======== DATASET RECORDS

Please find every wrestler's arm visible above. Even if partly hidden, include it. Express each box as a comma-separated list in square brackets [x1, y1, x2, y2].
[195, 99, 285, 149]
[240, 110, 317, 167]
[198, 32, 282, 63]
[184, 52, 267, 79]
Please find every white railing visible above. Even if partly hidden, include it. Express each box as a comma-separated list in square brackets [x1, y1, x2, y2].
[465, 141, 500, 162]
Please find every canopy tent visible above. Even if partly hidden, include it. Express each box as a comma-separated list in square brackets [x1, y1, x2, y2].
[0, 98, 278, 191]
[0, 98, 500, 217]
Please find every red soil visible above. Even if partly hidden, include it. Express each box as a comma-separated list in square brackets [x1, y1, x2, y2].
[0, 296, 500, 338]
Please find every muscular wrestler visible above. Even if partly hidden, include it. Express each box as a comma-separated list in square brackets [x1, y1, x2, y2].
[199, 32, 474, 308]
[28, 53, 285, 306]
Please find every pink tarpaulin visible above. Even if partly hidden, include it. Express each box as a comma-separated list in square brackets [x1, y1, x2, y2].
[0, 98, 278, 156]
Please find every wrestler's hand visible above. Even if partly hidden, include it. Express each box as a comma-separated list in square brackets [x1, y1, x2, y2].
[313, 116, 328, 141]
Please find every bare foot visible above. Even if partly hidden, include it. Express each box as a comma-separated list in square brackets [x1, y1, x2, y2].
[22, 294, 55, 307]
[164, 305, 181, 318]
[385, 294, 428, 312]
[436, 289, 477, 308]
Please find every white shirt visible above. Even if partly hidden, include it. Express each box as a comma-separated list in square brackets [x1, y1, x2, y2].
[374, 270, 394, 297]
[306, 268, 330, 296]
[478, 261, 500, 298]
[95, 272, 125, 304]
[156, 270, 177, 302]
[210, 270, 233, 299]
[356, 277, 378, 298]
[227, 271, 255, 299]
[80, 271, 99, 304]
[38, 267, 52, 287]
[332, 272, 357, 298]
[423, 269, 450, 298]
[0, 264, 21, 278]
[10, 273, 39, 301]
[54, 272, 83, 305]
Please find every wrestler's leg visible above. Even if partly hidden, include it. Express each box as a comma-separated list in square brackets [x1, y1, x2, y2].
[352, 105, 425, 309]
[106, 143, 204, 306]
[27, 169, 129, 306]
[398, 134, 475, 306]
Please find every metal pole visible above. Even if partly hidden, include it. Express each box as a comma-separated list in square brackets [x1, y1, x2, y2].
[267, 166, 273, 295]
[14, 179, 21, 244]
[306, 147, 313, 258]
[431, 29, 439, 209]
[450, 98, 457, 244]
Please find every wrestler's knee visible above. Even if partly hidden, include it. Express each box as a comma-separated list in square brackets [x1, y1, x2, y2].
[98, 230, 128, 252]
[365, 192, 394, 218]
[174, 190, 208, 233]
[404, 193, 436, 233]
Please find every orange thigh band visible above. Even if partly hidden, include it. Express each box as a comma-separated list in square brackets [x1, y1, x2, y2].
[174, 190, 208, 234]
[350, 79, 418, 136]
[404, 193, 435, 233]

================

EXERCISE INSTRUCTIONS
Reproduce every one of the rows above verbatim, from the first through the last.

WRITTEN ANSWER
Please find every wrestler's arm visible above. Even if partly hidden, include it. Express each box as a comma-separated list in square brackets [x1, y1, x2, y2].
[195, 99, 285, 149]
[240, 110, 317, 167]
[198, 32, 282, 63]
[184, 52, 267, 79]
Please find every white railing visible above. Even if partly hidden, include it. Express each box as a comma-separated list in square brackets [x1, y1, x2, y2].
[465, 141, 500, 162]
Please find every canopy tent visible above. Even if partly hidden, include it. Express each box as a comma-separated list in square brackets [x1, y1, x2, y2].
[0, 98, 278, 191]
[0, 98, 500, 217]
Please find every red soil visible above. Even if partly hidden, include it. Express each box as a comma-separated list in square brackets [x1, y1, x2, y2].
[0, 296, 500, 338]
Please find every muscular wrestler visible above. Even if partly hidden, include it. Express each box as a comma-separated list in square brackets [x1, y1, x2, y2].
[199, 32, 474, 308]
[28, 53, 285, 306]
Please find every pink tarpaulin visible above. Even if partly hidden, include it. Express each box as a comma-separated list in square brackets [x1, y1, x2, y2].
[0, 98, 278, 156]
Please find every wrestler's hand visible above. Even if partly hidden, include it. Express each box as a comma-separated list in square brackets [x1, y1, x2, y2].
[313, 116, 328, 141]
Please find every bare foot visible above. Even if partly hidden, include it. Express each box as a comma-separated list in square brackets [x1, y1, x2, y2].
[22, 294, 55, 307]
[164, 305, 181, 318]
[385, 294, 428, 312]
[436, 289, 477, 308]
Please find every white shirt visible above. Even if partly hidden, include it. Express each box as a comma-separated list in square brackets [x1, y1, x2, y2].
[374, 270, 394, 297]
[306, 268, 330, 296]
[478, 261, 500, 298]
[95, 272, 125, 304]
[156, 270, 177, 302]
[210, 270, 233, 299]
[356, 277, 378, 298]
[227, 271, 255, 299]
[80, 271, 99, 304]
[38, 267, 52, 287]
[332, 272, 357, 298]
[423, 269, 450, 298]
[0, 264, 21, 278]
[10, 273, 39, 301]
[54, 272, 83, 305]
Please find every wrestler's leg visible above. Even if partly hidden, include it. Express each box as a comma-separated list in square brackets [x1, y1, x2, y2].
[352, 105, 425, 309]
[106, 143, 204, 306]
[27, 169, 129, 306]
[398, 134, 475, 306]
Please find every metal pole visible above. Even if partly hidden, include it. Express each box as a comma-separated list in square brackets [x1, y1, x2, y2].
[267, 166, 273, 295]
[14, 179, 21, 244]
[306, 147, 313, 258]
[431, 29, 439, 209]
[450, 98, 457, 244]
Please find every wrestler's knee visible above. Even if partly hidden, include it. Express each box as a comma-separated list in square brackets [x1, y1, x2, y2].
[98, 230, 128, 252]
[365, 192, 394, 218]
[174, 190, 208, 233]
[404, 193, 436, 233]
Please find every orange thigh band visible above. Even if partly hidden, include it. Express each box as a comma-separated list in square brackets [x1, y1, x2, y2].
[174, 190, 208, 234]
[350, 79, 418, 136]
[404, 193, 435, 233]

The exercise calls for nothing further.